What you need to do:
(a) Can you transcribe the part of the forum thread on the real system of equations that opens with the words containing "I feel that" and closes with "Thanks in advance."?
(b) In the forum thread on the real system of equations, which ordered pair did the original poster finally get as the solution?

Document segment:
###
The Question :
Solve for real $x, y$ :
$$xy^2 = 15x^2 + 17xy + 15y^2$$
$$x^2y= 20x^2 + 3y^2$$
My initial attempts involved adding and subtracting the two equations, eliminating one variable, completing some squares and so on. But there was no significant progress as I soon reached a dead end.
The way I was actually able to solve this problem was somewhat unusual : I divided the equations to get $\frac {y}{x} = \frac{15x^2 +17xy + 15y^2}{20x^2 + 3y^2}$. Seemed a very hopeless start, but soon I realised that I could divide the numerator and denominator by $x^2$ on Right Hand Side of the equation, which allowed me to substitute $\frac {y}x= m$. Clearing the denominator, I obtained a cubic equation in $m$ which factored as $(m^2+1)(m-5)=0$. As $x$ and $y$ are real numbers, I rejected the $m^2 +1 = 0$ possibility and got $m=5$ and hence $y = 5x$. After using this relation, I finally got the ordered pair $(x,y) \equiv (19,95)$ as the solution.
I feel that my method is very "robotic" and unnecessarily complicated. Is there any shorter, better, or more elegant way of solving this problem ? I am unable to find any other approach. Thanks in advance.
I think your method is fine. Over the complex numbers we obtain the solutions $$ (x,y)=(0,0),(19,95),(-17i,17),(17i,17), $$ by taking the resultant with respect to $y$, which is $$ 15x^4(x^2+17^2)(x-19)=0. $$
###
Labeling and segmentation records:
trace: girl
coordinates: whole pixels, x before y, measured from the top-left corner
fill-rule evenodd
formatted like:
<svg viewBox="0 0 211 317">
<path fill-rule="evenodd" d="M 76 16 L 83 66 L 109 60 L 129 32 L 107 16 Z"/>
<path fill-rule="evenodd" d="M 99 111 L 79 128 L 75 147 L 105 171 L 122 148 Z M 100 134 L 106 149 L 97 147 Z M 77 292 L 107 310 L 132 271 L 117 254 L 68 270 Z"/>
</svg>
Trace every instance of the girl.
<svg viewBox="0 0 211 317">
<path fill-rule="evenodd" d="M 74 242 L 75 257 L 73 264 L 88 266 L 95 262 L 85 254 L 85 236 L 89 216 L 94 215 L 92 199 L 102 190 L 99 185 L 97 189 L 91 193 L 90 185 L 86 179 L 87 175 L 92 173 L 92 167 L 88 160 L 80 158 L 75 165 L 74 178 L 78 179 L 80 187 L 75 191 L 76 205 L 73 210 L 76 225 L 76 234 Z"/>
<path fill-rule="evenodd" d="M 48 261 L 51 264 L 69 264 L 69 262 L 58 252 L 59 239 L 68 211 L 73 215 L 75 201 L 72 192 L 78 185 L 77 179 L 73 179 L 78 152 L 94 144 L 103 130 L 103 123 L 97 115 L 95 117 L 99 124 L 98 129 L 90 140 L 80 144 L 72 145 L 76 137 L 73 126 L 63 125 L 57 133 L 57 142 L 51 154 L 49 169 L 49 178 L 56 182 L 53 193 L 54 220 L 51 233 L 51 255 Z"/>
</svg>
###
Task results:
(a)
I feel that my method is very "robotic" and unnecessarily complicated. Is there any shorter, better, or more elegant way of solving this problem ? I am unable to find any other approach. Thanks in advance.

(b) (x, y) = (19, 95)